• _Required action_
Everything in the data must be repeated exactly, apart from the pictures, which are left out.

• _Data_
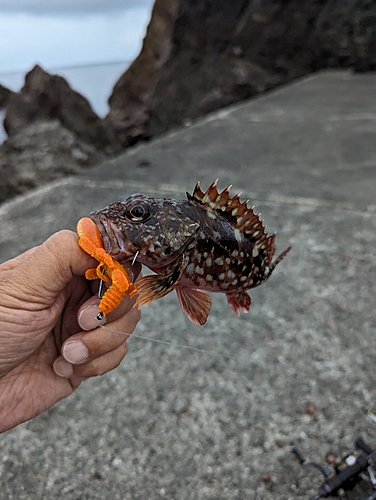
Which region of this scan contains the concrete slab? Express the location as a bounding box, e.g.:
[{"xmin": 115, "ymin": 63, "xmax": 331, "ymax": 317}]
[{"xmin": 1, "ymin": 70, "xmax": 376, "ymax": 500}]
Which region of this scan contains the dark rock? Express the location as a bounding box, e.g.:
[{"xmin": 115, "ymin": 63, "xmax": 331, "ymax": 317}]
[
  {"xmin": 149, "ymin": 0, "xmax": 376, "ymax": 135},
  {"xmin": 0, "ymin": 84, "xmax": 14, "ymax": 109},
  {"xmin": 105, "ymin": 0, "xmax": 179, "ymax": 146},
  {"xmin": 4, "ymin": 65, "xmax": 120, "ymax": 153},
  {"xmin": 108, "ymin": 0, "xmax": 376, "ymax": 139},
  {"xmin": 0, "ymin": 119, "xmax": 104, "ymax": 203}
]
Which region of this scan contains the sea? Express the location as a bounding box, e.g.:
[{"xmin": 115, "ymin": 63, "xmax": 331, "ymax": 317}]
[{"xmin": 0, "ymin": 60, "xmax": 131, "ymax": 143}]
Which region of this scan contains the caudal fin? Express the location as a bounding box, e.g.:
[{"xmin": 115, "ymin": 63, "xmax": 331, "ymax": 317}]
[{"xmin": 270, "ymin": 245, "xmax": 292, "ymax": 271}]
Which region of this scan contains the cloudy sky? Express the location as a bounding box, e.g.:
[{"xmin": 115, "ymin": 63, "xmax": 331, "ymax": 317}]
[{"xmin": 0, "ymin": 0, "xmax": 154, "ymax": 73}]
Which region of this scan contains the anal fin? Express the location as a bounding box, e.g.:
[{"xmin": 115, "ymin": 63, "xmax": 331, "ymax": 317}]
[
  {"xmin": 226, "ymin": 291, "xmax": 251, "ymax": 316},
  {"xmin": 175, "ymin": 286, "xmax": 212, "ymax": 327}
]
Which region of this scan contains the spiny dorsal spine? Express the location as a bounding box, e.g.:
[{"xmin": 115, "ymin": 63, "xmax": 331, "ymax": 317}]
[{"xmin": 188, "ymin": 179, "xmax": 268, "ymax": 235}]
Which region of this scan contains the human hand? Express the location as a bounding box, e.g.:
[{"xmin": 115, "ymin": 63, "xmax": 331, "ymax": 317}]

• _Solution for this problem_
Which region of this scan contains the concrete slab? Express the location as a bounding box, e.g.:
[{"xmin": 115, "ymin": 63, "xmax": 331, "ymax": 317}]
[{"xmin": 1, "ymin": 70, "xmax": 376, "ymax": 500}]
Which region of this scan contains the dark rock? Express the location as a bounding box, e.g.:
[{"xmin": 115, "ymin": 63, "xmax": 331, "ymax": 317}]
[
  {"xmin": 149, "ymin": 0, "xmax": 376, "ymax": 135},
  {"xmin": 0, "ymin": 84, "xmax": 14, "ymax": 109},
  {"xmin": 105, "ymin": 0, "xmax": 179, "ymax": 146},
  {"xmin": 4, "ymin": 65, "xmax": 120, "ymax": 153},
  {"xmin": 108, "ymin": 0, "xmax": 376, "ymax": 139},
  {"xmin": 0, "ymin": 119, "xmax": 104, "ymax": 203}
]
Which region of this scan contains the sea? Express the location as a bounding box, e.g.:
[{"xmin": 115, "ymin": 63, "xmax": 331, "ymax": 317}]
[{"xmin": 0, "ymin": 60, "xmax": 131, "ymax": 143}]
Which region of this scan contains the caudal fin? Express the location as a bounding box, e.g.:
[{"xmin": 115, "ymin": 63, "xmax": 331, "ymax": 317}]
[{"xmin": 270, "ymin": 245, "xmax": 292, "ymax": 271}]
Which region of this scan contains the cloudy sky? Express the location as a bounding box, e.g.:
[{"xmin": 115, "ymin": 63, "xmax": 331, "ymax": 317}]
[{"xmin": 0, "ymin": 0, "xmax": 154, "ymax": 73}]
Which region of this scan contains the anal fin? Express the location as a bounding box, e.g.:
[{"xmin": 115, "ymin": 63, "xmax": 331, "ymax": 317}]
[
  {"xmin": 226, "ymin": 291, "xmax": 251, "ymax": 316},
  {"xmin": 175, "ymin": 286, "xmax": 212, "ymax": 327}
]
Which region of this scan contains the spiny dorsal spine? Express the location as a bounding box, e.g.:
[{"xmin": 115, "ymin": 63, "xmax": 331, "ymax": 317}]
[{"xmin": 188, "ymin": 179, "xmax": 268, "ymax": 235}]
Which region of this scan contains the human hand? Express the location as a bounding box, e.g.:
[{"xmin": 115, "ymin": 63, "xmax": 331, "ymax": 317}]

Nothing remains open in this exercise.